======== Dataset extract ========

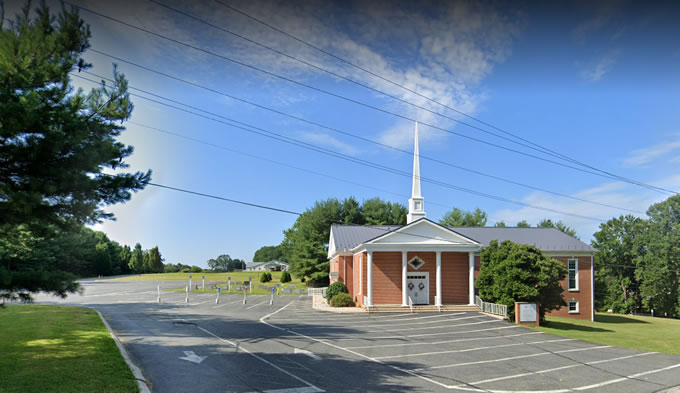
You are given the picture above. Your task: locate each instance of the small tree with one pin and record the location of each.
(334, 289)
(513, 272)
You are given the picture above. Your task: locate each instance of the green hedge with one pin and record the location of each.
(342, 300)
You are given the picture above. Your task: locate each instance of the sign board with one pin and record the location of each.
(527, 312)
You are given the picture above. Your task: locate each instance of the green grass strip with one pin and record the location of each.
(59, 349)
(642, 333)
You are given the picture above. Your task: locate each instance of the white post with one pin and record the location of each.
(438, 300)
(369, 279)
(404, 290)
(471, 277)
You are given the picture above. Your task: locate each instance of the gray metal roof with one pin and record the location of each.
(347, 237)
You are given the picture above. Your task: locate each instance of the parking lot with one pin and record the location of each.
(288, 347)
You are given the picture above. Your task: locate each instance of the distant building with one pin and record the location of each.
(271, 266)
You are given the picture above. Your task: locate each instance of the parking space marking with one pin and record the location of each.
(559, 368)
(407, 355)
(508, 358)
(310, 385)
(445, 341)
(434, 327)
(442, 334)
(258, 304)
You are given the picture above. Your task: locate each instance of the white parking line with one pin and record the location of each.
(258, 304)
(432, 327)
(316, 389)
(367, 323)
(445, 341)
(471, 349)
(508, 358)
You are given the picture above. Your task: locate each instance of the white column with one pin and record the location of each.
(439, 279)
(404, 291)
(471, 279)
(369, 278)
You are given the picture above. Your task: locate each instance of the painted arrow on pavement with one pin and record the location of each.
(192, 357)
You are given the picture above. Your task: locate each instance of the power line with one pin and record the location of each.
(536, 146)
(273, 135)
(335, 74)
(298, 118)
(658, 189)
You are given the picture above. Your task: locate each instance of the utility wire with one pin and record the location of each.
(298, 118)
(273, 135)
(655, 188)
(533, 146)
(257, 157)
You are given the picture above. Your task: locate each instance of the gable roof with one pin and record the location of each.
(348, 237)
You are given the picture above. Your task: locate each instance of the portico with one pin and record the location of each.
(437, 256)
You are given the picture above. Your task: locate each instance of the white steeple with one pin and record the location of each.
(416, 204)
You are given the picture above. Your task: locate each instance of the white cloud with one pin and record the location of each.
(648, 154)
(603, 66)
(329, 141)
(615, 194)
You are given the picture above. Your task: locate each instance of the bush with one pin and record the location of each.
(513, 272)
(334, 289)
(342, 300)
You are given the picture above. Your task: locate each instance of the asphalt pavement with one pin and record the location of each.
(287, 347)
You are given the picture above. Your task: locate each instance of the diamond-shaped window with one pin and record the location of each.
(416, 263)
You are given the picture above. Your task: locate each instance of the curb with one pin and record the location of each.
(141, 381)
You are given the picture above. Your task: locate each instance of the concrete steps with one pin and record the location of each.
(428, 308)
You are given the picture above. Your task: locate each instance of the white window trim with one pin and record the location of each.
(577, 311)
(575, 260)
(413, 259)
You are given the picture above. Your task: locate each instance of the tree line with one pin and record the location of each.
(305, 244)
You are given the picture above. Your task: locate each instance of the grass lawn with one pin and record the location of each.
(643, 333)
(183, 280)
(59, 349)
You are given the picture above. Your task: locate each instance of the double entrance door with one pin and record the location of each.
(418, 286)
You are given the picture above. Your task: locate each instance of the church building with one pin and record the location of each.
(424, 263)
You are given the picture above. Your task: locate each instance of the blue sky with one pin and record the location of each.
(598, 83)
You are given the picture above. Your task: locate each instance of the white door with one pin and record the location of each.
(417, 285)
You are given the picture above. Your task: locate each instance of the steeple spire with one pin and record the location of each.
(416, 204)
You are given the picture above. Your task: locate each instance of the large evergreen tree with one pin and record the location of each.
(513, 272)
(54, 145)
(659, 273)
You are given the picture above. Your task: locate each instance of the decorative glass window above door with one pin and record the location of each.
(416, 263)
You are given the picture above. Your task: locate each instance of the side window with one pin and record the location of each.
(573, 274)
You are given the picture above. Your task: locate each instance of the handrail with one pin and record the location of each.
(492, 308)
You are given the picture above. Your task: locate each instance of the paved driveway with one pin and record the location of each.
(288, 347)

========

Work to complete:
Could you restate all of the data above word for word and skip every picture?

Answer section:
You are given the picture above. Your task: locate each instance of the small tree with one pin and record the location of each.
(334, 289)
(513, 272)
You are given the picture above. Your task: locate each instance of the green hedge with one pin and record the location of each.
(342, 300)
You are given the picture above. Your task: locate each instance of the sign board with one pin and record the location of each.
(527, 312)
You are given the picture above. Your task: locate each instance of the green grass strip with one pin and record the location of each.
(59, 349)
(642, 333)
You are given the picture above. Your task: locate each instance of the white post with one pin and record the location of each.
(438, 300)
(369, 279)
(404, 290)
(471, 277)
You are given the picture above. Your task: locate each instance of the gray metal roof with one pin and record the location of each.
(347, 237)
You are given the picture above. Your task: locate each instance of the parking lot with one pin and record the location of each.
(288, 347)
You are given the picture above. Your task: locate each instance of the distant building with one pin and record the location of each.
(271, 266)
You are given the picture above. Your task: locate each instance of the parking space marking with one pin and record the location of each.
(559, 368)
(407, 355)
(508, 358)
(310, 385)
(445, 341)
(434, 327)
(442, 334)
(258, 304)
You are given the picture above. Your task: locate each instance of the white parking line with one pin and record the location of each.
(258, 304)
(432, 327)
(316, 389)
(367, 323)
(445, 341)
(471, 349)
(508, 358)
You are given the picture above. Your task: locate each instance of the white column with one pin and record the location of each.
(439, 279)
(404, 291)
(471, 279)
(369, 278)
You are given the picture above. Your task: locate each instance of the painted arrow on pavement with one pin and record the location of each.
(192, 357)
You are given the picture above. Your task: locate each instance of the power line with one pin and record the location of each.
(536, 146)
(273, 135)
(335, 74)
(298, 118)
(658, 189)
You are given the picture above. Your task: locate each instance of the utility wire with one pin and record the location of each.
(298, 118)
(273, 135)
(655, 188)
(533, 146)
(257, 157)
You are given the picture above. Your task: locate each instance of the gable roof with one pin and record the location of each.
(348, 237)
You are given the picture above. Your task: locate each instance of the portico with one pin and record the location of each.
(437, 256)
You are given the picture above. Your task: locate each instance of the white steeple with one pin and record the location of each.
(416, 204)
You are given the picture above. Your task: locate each instance of the white cloud with one pin and record the location of each.
(648, 154)
(603, 66)
(329, 141)
(615, 194)
You are given the picture above. Your task: locate each instance of the bush with one pin and record the location of each.
(513, 272)
(334, 289)
(342, 300)
You are given the picture above. Your task: locate each instance of the asphalt pavement with one pin and record the location of each.
(287, 347)
You are given the picture above. Your task: locate each instance of the diamond-shaped window with one pin and record the location of each.
(416, 263)
You are given the picture above. Your task: locate each instance of the curb with one pin and record the location of each.
(141, 381)
You are given the picture above. Your task: locate each instance of the concrete steps with one pin and record the location of each.
(428, 308)
You are given the picture above. Your task: locate each instance of the white window trim with one pin and record the location of each.
(577, 311)
(575, 260)
(413, 259)
You are given the picture above. Your task: locate each instance of the tree line with one pin and record the location of each.
(305, 244)
You are given the picture above. Your task: locate each instance of the grass lawn with one pin and record the location of each.
(643, 333)
(183, 280)
(59, 349)
You are given the picture above. Your task: locate each instance of the double entrance door with one pin and record the location of each.
(418, 286)
You are given the picture above. Your task: locate each instance of the church building with one pin and record the location of each.
(424, 263)
You are given the picture above. Your task: locate each instance of the blue sky with one pin and record the location of each.
(598, 83)
You are given the picture above. Your task: locate each instance of the white door with one pin and record the location of each.
(417, 285)
You are given the picture above. Your task: locate each instance of the steeple spire with one pin and record the location of each.
(416, 204)
You are given the picture above. Your task: locate each instance of the large evergreen tree with one pin and record the location of each.
(513, 272)
(54, 145)
(659, 273)
You are given the picture above. Your task: locate each instance of the decorative glass window above door with one pin and record the location of each.
(416, 263)
You are given the picture above. Your task: locate each instance of the side window with one pin and record the location of each.
(573, 274)
You are given the picture above. Your task: locate each instance of the handrail with one pin and record the location of each.
(492, 308)
You are given the picture above. Your task: locate each instance of the paved driveway with one pin and record the location of each.
(288, 347)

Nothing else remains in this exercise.